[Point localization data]
=== Begin Enclosure ===

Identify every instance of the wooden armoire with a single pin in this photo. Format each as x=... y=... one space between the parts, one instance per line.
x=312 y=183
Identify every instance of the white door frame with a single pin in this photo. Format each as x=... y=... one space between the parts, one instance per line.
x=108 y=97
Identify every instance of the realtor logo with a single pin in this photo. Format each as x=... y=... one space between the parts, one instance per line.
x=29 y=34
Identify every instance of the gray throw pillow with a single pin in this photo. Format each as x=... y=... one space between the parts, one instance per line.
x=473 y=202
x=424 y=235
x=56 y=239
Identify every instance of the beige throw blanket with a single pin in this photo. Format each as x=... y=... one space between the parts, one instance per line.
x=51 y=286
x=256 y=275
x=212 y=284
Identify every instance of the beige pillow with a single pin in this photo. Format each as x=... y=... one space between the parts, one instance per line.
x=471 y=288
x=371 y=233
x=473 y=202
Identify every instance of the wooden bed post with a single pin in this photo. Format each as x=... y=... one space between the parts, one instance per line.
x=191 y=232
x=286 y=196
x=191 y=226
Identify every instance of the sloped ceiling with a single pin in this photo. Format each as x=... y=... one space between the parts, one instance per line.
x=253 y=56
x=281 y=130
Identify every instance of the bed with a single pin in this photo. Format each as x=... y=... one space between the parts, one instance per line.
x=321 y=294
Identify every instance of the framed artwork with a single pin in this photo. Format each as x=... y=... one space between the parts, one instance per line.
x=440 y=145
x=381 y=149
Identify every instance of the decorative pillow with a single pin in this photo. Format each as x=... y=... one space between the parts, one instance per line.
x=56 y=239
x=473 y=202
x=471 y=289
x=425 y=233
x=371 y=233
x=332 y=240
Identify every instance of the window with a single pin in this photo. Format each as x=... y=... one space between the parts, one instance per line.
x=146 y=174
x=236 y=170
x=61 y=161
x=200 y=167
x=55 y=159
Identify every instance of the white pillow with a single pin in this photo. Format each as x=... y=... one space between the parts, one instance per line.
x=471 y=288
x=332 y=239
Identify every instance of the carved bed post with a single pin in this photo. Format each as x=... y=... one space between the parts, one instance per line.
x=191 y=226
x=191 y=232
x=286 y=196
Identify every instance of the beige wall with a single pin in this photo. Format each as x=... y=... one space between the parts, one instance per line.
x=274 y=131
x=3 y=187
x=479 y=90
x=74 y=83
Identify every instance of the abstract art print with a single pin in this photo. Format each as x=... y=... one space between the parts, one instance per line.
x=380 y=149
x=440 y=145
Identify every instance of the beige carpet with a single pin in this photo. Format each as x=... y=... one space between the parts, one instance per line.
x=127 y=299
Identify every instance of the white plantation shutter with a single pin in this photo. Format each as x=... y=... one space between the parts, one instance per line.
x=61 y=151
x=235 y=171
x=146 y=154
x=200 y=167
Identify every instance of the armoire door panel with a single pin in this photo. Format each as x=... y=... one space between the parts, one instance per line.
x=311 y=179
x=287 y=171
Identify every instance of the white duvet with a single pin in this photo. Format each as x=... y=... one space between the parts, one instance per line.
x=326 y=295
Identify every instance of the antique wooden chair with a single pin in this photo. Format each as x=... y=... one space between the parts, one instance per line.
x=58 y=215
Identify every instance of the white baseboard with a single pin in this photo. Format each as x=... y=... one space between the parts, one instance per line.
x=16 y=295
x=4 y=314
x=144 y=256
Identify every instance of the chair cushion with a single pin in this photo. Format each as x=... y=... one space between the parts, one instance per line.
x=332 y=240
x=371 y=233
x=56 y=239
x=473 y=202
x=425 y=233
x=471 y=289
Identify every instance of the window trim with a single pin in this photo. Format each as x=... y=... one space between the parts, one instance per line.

=== End Enclosure ===

- **What is expected**
Would you write down every record again, exactly?

- **Reply**
Identify every instance of the wooden armoire with a single pin in this photo. Format each as x=... y=... one space between the parts, one instance per line.
x=312 y=183
Identify every instance of the white door frame with a single pin in this photo. Format each as x=... y=... one space between the parts, one instance per line.
x=108 y=97
Identify every instance of the realtor logo with a single pin in this photo. Format each as x=... y=... one space between the parts, one instance per line.
x=29 y=34
Identify every instance of the gray throw pillow with a single pin in this photo. Format each as x=... y=... one space between the parts, one instance per line.
x=473 y=202
x=424 y=235
x=56 y=239
Identify every instance of the beige throw blanket with a single pin in this photo. Format each as x=... y=... one space between the parts, one instance per line.
x=51 y=286
x=256 y=275
x=212 y=284
Identify every instance of the beige pillow with a single pin in this photo. Format each as x=... y=... one space between the parts, one instance per line.
x=471 y=288
x=371 y=233
x=473 y=202
Identify every instance of the wooden bed post with a single pin in this photo. Format each as x=... y=... one space between the parts, one instance per line.
x=191 y=232
x=286 y=196
x=191 y=226
Identify every instance of the sloped ceiling with a single pin in this photo. Format each as x=... y=... one space between the parts, one instance per line.
x=253 y=56
x=281 y=130
Identify every instance of the bed with a single pin in this photo. Format each as x=... y=... one space between the parts, one instance per line.
x=321 y=294
Identify every instance of the framed artwork with a single pin in this photo. Format each as x=... y=... one space between the parts, one instance per line.
x=440 y=145
x=381 y=149
Identify every instance of the decorative pillow with a single pin in this photo. Format each as x=... y=... one space between the parts, one instance per line.
x=56 y=239
x=473 y=202
x=471 y=289
x=425 y=233
x=371 y=233
x=332 y=240
Identify every instance of the window with a single pin in this photo. Format each as x=... y=... one space between the parts, one instance per line.
x=146 y=174
x=236 y=170
x=61 y=161
x=200 y=167
x=55 y=159
Identify every instance of the white pillow with a single pin in this photo. Format each as x=... y=... one space between the parts, one instance per line.
x=471 y=288
x=332 y=239
Identify every instance of the carved bed post with a single pin in this photo. Format each as x=... y=... one space between the parts, one instance per line.
x=191 y=226
x=191 y=232
x=286 y=196
Identify every instance of the beige wall with a single pin in this photo. Format each as x=... y=... one space between the parts, one instance per line.
x=274 y=131
x=3 y=187
x=479 y=90
x=74 y=83
Identify every instance of the abstract art print with a single pin in this photo. Format each as x=... y=... one space between the parts, one instance per line.
x=380 y=149
x=440 y=145
Identify every instance of the beige carpet with a single pin in this photo. Format each as x=... y=... one space between the parts, one instance per line.
x=127 y=299
Identify every instance of the white plantation shutter with a single pin in this photo. Format each as x=... y=... one space between the parts, one instance per line.
x=61 y=151
x=235 y=171
x=146 y=154
x=200 y=167
Identify every instance of the armoire door panel with a single pin in this photo. Format each as x=... y=... one space between the parts, one instance per line.
x=311 y=179
x=287 y=171
Identify every instance of the white duvet with a single pin in this photo. Format each as x=... y=... one space between the parts, one instance per line.
x=326 y=295
Identify every instance of the antique wooden chair with a single pin in this photo. Format each as x=... y=... one space between the parts, one instance per line.
x=58 y=215
Identify every instance of the white baseboard with a single pin in this photo. Format each as x=... y=... one space between the parts, one instance per line.
x=16 y=295
x=4 y=314
x=144 y=256
Identify every instance of the chair cushion with a single pin in this photo. Format each as x=... y=... one space between the parts, one instance per line.
x=332 y=240
x=371 y=233
x=56 y=239
x=473 y=202
x=425 y=233
x=471 y=289
Identify every instance of the window trim with a single pin in this photo. Format each as x=... y=... one space between the parts, one instance per line.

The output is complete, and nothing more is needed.